EXERCISE INSTRUCTIONS>
Rewrite the items below as a numbered list, leaving out any blank lines.

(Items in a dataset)
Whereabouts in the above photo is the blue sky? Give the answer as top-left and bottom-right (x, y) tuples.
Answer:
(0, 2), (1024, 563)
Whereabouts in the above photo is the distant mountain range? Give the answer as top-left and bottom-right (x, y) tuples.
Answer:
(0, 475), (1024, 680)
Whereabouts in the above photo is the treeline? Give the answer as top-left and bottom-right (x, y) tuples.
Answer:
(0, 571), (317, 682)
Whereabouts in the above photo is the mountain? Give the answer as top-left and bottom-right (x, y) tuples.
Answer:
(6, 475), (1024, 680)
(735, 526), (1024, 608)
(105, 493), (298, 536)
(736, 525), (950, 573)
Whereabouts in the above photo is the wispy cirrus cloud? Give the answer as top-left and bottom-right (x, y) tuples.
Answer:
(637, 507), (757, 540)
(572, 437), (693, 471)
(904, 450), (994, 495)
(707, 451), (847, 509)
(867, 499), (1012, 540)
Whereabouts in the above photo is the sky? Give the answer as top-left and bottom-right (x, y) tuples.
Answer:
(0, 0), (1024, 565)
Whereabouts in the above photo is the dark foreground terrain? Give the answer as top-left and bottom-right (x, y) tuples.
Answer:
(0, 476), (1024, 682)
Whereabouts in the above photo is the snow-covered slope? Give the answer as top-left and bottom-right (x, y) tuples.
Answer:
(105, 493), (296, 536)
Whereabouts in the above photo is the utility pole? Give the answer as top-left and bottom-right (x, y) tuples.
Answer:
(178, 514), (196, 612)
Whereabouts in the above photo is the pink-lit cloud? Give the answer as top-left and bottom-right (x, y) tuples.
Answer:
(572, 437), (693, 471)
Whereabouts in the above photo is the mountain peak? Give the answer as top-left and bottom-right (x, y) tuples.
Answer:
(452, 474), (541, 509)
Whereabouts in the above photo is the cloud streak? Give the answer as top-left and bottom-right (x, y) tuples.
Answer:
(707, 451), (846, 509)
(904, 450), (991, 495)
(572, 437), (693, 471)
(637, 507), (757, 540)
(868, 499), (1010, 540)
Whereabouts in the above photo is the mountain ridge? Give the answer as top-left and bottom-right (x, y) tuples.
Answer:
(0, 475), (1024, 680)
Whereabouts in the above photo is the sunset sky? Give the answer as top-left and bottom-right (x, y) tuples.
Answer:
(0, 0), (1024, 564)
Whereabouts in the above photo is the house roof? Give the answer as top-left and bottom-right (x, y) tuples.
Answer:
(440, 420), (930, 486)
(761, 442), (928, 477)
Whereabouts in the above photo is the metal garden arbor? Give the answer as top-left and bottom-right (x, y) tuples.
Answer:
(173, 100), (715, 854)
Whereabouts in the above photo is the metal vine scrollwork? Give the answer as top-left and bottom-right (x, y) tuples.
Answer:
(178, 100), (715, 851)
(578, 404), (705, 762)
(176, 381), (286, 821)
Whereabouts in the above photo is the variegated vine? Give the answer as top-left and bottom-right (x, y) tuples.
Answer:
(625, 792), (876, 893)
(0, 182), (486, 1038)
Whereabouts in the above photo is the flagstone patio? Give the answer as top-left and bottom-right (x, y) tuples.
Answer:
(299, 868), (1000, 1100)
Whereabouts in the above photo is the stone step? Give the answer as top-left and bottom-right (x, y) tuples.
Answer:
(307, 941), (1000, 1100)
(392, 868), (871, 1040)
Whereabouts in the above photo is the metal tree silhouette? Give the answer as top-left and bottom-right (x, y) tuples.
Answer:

ANSWER TO THIS EXERCISE>
1. Whereabouts in the above photo is the blue sky? Give the answer as top-left and bottom-right (x, y) tuples.
2. Answer:
3. (0, 2), (1024, 563)
4. Whereabouts in the above photo is the distant mountain range? Give the answer as top-left and bottom-right (x, y) tuples.
5. Answer:
6. (0, 475), (1024, 680)
7. Whereabouts in the above photo is the treeline? Give the answer as top-left and bottom-right (x, y) tuples.
8. Answer:
9. (0, 571), (317, 682)
10. Whereabouts in the above photo is the mountain? Give the answer as top-left and bottom-right (x, y) tuples.
11. Answer:
12. (6, 475), (1024, 680)
13. (735, 526), (1024, 608)
14. (105, 493), (298, 536)
15. (736, 525), (950, 573)
16. Whereabouts in the above photo is the wispy cirrus cloud? Give the answer as top-left and bottom-right (x, y) tuples.
17. Answer:
18. (637, 507), (757, 540)
19. (572, 437), (693, 471)
20. (904, 450), (994, 495)
21. (707, 451), (847, 509)
22. (867, 499), (1012, 540)
23. Whereabouts in the above photo is the sky? Give the answer as top-left and bottom-right (x, y) tuples.
24. Answer:
25. (0, 0), (1024, 565)
26. Whereabouts in the above photo is the dark foreground terrain? Give the answer as top-left and bottom-right (x, y) tuples.
27. Answer:
28. (0, 476), (1024, 682)
29. Whereabouts in the above photo is the snow-covered slope? Give the answer as top-left and bottom-right (x, y) tuples.
30. Answer:
31. (105, 493), (296, 536)
32. Whereabouts in the above photo is the utility pole? Give the answer as top-left and bottom-right (x, y) tuples.
33. Answer:
34. (178, 514), (196, 612)
35. Whereabouts in the above photo is the pink-lit cloud? Give the answer as top-left and bottom-right (x, y) tuples.
36. Answer:
37. (572, 437), (693, 471)
38. Whereabouts in the above photo is the mountain peak? Give the answer as top-left and bottom-right (x, y) tuples.
39. Answer:
40. (452, 474), (541, 509)
41. Whereabouts in the above photo is the cloud streak? Give the answer as top-left and bottom-right (x, y) tuples.
42. Answer:
43. (707, 451), (846, 509)
44. (904, 450), (991, 495)
45. (572, 437), (693, 471)
46. (637, 507), (757, 540)
47. (868, 499), (1010, 540)
48. Whereabouts in the above photo is the mountain ridge? Give the answer as top-left and bottom-right (x, y) tuples.
49. Answer:
50. (0, 475), (1024, 680)
51. Whereabouts in the above photo is the sunset sky? Give the answer as top-left and bottom-right (x, y) tuples.
52. Answer:
53. (0, 0), (1024, 564)
54. Whereabouts in the above photo is the house roof? Give the answer as top-left and bottom-right (x, y) tuples.
55. Answer:
56. (440, 420), (930, 486)
57. (761, 442), (928, 477)
58. Whereabouts in the above photo is the metal garden arbor? Give the answer as top-left and bottom-right (x, y) tuples.
59. Answer:
60. (173, 100), (715, 854)
61. Whereabouts in the above photo is the metal vine scrollwork? Give the answer as top-left and bottom-right (x, y) tuples.
62. Answer:
63. (178, 100), (715, 851)
64. (578, 404), (705, 762)
65. (176, 381), (286, 821)
66. Whereabouts in the above photo is the variegated vine? Give the answer as top-left and bottom-right (x, y) tuples.
67. Answer:
68. (625, 792), (876, 893)
69. (0, 182), (486, 1038)
70. Whereabouts in the above photo is the flagstone patio? Give the answer as top-left and bottom-right (x, y) tuples.
71. Answer:
72. (299, 868), (1000, 1100)
73. Whereabouts in the above photo is the stone step? Give the answer as top-left and bottom-right (x, y) tuples.
74. Answer:
75. (307, 941), (1000, 1100)
76. (392, 868), (871, 1040)
77. Whereabouts in the above photo is the metal tree silhouette? Give the answer as top-left and bottom-right (x, y) tuples.
78. Answer:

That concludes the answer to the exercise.